### [Passage provided]
»»
/Bio/ Protein Function Prediction from Sequential Data (CNN, RNN, LSTM, Transformer)

目录

This is the course project of NTU CE7412: Computational and Systems Biology by Professor Jagath Rajapakse. The full report is here.

Protein function prediction is a key area of research in bioinformatics that involves the use of computational methods to predict the biological functions of proteins. It predicts the key Gene Ontology Terms (function) based on the protein sequence data. It is an important field because understanding the function of proteins is essential for understanding cellular processes and disease mechanisms, as well as for the development of new drugs and therapies.

There are multiple approaches to predict protein functions, such as using sequence-based features, protein-protein interaction networks, protein structures, and biomedical literature. Among them, the protein’s amino acid sequence is the most available information for most of proteins. Therefore, methods that can precisely forecast protein functions solely based on sequence could be the most comprehensive and widely applicable to proteins that lack extensive research. Conventional techniques aim to identify comparable sequences that possess known functional annotations and distinct sequence motifs linked with specific functions.
««
### [Required actions]
1. Answer these from the protein function prediction write-up:
(a) Which course was the project done for?
(b) What does protein function prediction predict from protein sequence data?
(c) Which information about a protein does the write-up call the most available for most proteins?
2. Decide whether each statement agrees with the protein function prediction write-up. Answer yes or no and quote the deciding words.
(a) The course was taught by Professor Jagath Rajapakse.
(b) Protein structures are listed among the approaches to predicting protein functions.
(c) Conventional techniques avoid relying on sequence motifs.
3. Write the next part of the protein function prediction write-up, starting after its last sentence.

### [Dataset entries]
»»
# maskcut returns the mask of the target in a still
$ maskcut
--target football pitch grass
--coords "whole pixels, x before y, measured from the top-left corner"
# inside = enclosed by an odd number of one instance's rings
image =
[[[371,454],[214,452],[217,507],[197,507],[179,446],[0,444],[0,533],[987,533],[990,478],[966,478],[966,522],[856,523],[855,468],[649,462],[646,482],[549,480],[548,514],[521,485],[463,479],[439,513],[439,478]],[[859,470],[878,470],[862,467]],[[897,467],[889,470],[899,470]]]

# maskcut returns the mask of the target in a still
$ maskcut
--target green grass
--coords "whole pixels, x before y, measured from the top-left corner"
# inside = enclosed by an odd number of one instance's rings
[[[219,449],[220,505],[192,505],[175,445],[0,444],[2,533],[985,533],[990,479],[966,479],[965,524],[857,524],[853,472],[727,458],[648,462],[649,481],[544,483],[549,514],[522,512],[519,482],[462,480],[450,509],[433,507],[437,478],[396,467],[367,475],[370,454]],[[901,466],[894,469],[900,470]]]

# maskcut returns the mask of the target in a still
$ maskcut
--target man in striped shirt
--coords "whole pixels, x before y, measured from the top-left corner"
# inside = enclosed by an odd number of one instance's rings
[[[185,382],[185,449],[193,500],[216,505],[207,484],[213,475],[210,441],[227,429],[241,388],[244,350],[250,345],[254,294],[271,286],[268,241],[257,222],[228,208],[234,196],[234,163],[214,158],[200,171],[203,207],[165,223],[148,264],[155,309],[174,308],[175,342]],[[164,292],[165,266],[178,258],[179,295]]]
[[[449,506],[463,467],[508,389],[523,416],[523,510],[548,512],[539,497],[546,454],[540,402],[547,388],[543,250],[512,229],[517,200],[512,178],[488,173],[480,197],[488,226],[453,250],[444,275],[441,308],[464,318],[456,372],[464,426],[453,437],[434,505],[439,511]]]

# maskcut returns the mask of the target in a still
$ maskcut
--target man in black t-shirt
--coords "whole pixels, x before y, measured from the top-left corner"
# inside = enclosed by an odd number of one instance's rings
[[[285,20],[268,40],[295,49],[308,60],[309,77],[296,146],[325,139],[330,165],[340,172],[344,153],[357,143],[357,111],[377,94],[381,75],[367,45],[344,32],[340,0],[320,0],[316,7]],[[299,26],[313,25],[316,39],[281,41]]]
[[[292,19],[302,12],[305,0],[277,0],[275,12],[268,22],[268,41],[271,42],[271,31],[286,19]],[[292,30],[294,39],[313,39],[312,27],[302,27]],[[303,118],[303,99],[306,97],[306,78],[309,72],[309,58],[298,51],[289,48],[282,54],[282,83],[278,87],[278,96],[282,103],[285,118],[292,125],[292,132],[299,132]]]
««
### [Answer list]
1.
(a) NTU CE7412: Computational and Systems Biology
(b) The key Gene Ontology Terms (function)
(c) Its amino acid sequence

2.
(a) Yes: "by Professor Jagath Rajapakse"
(b) Yes: "protein-protein interaction networks, protein structures, and biomedical literature"
(c) No: "Conventional techniques aim to identify comparable sequences that possess known functional annotations and distinct sequence motifs linked with specific functions."

3.
Recent machine learning methods demonstrate more advantages in scalability for handling large-scale problems, automated feature extraction without the need for human knowledge, robustness for noisy data, and adaptability for different datasets. DeepGO is one of the first deep learning models which can predict protein functions using the protein amino acid sequence and interaction networks. However, DeepGO has several restrictions on the sequence length, missing features and number of predicted classes. DeepGOPlus has been proposed to overcome these issues, which is based on Convolutional Neural Network (CNN) using multiple 1D convolution layers. However, based on what has been found in the field of Natural Language Processing (NLP), CNNs are not the most effective model handling sequential data. Models like Recurrent Neural Network (RNN), Long-Term-Short-Memory (LSTM), and transformer demonstrate more promising performance than CNNs for sequential data.

Therefore, this project aims to benchmark advanced sequence learning models as mentioned and their hybrid architectures against DeepGOPlus. Performance metrics like F-score, semantic distance, and precision-recall area are compared among various models using CAFA3 and SwissProt datasets. Their advantages and disadvantages are analyzed for RNN, LSTM, Transformer, and hybrid architectures.